- Work order: Should a line below contain the word "target", report it.

(Entries taken from a collection)
▼

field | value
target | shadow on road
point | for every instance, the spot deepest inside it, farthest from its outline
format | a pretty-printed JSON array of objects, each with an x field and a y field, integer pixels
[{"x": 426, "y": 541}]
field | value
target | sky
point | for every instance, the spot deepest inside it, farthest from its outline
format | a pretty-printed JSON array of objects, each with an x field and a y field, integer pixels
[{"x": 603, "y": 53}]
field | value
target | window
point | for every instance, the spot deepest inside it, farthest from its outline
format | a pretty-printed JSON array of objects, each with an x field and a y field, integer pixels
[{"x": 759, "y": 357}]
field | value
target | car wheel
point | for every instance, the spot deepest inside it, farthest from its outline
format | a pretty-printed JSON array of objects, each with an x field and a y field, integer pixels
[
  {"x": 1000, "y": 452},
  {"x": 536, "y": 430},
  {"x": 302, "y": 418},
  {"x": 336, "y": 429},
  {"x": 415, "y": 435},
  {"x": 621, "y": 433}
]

▲

- Output of the exercise:
target | shadow on road
target | sky
target | window
target | car wheel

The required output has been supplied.